READING TEXT:
Would it though? Star Trek's Klingons were originally inspired by the Mongolians I think, but since that inspiration has no influence on the story, Trek has been changing the Klingons here and there and trying different things with them. From what I remember Roddenberry based a bunch of the Trek races on various Earth cultures, but... that's just inspiration. There is no in-story link between these alien species and the Earth cultures they were initially based on, so the Trek universe has been changing there here and there, since the initial inspiration doesn't really matter.
Keep in mind that Roddenberry's first glimmers of ideas for Star Trek happened the year after the Cuban Missile Crisis. His pre-Hollywood producer/writer career was as a cop, and there's a story that he went up to a producer once, while in his uniform, handed him a script, and asked him to read it. I don't recall the rest of this story, but the fact is that what was considered normal then is not what is considered normal or even very familiar now, in many ways.
1964, when Star Trek was born (it went through a considerable time in development, pre-production, doing the first pilot with Jeffrey Hunter, and having to do another one because the studio suits didn't understand it - apparently "human slavery/imprisonment is bad" was too hard a concept for them to wrap their closed minds around"), was during the Cold War. That meant many of the writers and directors, as well as Roddenberry and the other producers (ie. Herb Solow, Robert Justman, et. al) saw life in terms of WWII and the Korean War, and quite a number of them had seen military or police service of some kind. That was true of science fiction authors in general, as Heinlein served in the navy, and even Asimov got drafted.
So this generation of writers and producers wrote what they knew and what they thought would be familiar to their intended audience. Star Trek was meant to be a science fiction version of a morality play, with things Roddenberry wanted to show or get his ideas known, but wouldn't be able to in a more direct way. So if you call the "other side" aliens and give them alien makeup and costumes, you can still tell the same stories that might otherwise be censored or ignored or not understood.
The Klingons of TOS and TAS represented Communist Asia (Russia & China), and were made up to look Mongolian. This was the way they were depicted up until the Motion Picture in 1979 remade the Klingons to be more alien-looking, and from that point through the next four TV series (TNG, DS9, Voyager, and Enterprise) they were depicted as still representing an Asian society, but the emphasis had morphed into a warrior race more akin to the samurai, with the nuances of honor, weapons-culture (bat'leths vs. katanas), and TNG even introduced the concept of the "Klingon tea ceremony" in the 2nd season.
The Romulans in TOS were initially based on the Romans. Novelist Diane Duane's take on the TOS Romulans is better and more nuanced than they became after TNG introduced their version - all of them wearing the same bowl haircut, bumpy foreheads, and insanely shoulder-padded uniforms reminiscent of Sue Ellen Ewing's costumes in Dallas. The TNG version is bizarre since they're cultural offshoots of Vulcans who refused to accept the philosophy of Surak and left Vulcan to pursue their own interests a mere few thousand years before TNG and that's not enough time for evolution to significantly change their cranial anatomy. In the '80s, the Klingons morphed into an "honorable warrior" race and the Romulans became the new authoritarian one-size-fits-all "Evil Empire." Then the Cardassians were introduced, then the Borg, and so on. Every new Star Trek series that comes along introduces its own version of the Evil Empire that at least reflects and is meant to represent what they perceive is the "enemy" in mainstream American life.

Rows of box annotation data
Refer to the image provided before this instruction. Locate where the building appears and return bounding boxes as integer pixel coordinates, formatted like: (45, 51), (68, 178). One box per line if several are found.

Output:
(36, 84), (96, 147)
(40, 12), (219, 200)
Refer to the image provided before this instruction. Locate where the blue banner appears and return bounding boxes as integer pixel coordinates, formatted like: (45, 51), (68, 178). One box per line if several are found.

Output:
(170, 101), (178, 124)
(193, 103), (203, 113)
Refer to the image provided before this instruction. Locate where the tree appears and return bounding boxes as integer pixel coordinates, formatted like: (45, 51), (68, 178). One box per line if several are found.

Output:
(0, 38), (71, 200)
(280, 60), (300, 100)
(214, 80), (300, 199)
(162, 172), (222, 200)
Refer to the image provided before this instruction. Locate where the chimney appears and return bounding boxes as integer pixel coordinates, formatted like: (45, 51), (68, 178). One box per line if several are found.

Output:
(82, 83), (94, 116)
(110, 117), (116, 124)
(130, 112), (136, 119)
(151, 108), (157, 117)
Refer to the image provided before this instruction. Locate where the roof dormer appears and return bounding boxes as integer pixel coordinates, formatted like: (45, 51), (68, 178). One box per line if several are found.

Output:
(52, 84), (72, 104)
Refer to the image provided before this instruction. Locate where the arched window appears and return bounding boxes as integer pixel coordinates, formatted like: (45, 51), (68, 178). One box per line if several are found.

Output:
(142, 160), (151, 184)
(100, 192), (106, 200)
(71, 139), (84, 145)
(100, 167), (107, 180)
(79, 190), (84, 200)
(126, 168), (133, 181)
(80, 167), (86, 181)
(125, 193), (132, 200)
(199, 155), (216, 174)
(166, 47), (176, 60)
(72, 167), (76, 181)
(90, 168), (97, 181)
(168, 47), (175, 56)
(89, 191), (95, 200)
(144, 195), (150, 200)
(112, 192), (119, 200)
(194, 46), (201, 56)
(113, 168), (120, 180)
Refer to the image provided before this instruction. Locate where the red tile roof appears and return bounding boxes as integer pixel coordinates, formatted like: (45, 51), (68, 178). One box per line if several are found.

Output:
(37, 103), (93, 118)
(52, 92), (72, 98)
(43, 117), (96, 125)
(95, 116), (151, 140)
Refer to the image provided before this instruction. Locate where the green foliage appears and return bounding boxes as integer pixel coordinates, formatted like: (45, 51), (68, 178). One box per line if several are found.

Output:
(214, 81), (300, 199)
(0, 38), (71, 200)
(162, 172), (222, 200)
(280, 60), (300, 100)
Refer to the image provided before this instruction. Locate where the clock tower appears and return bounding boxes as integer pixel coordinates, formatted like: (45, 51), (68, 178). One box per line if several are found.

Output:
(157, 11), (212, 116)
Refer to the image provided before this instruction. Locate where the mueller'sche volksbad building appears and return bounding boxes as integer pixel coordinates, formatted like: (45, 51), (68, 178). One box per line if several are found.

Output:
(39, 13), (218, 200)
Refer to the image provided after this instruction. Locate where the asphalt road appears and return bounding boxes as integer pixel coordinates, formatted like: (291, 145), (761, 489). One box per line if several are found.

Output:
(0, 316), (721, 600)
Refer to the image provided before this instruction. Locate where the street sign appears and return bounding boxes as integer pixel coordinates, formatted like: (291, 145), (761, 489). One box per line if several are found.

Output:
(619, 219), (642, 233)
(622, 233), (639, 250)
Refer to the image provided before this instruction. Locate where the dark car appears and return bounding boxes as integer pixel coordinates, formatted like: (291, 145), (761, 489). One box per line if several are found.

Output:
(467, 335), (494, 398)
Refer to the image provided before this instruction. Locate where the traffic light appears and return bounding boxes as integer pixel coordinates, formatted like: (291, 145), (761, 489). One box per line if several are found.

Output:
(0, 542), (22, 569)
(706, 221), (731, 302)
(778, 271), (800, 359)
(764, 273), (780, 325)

PROMPT:
Answer these about the Star Trek text:
1. Which actor did the first pilot?
2. In what year did the Motion Picture remake the Klingons to look more alien?
3. On what people were the Romulans in TOS first based?
The entries play no role here.

SOLUTION TO THIS EXERCISE:
1. Jeffrey Hunter
2. 1979
3. The Romans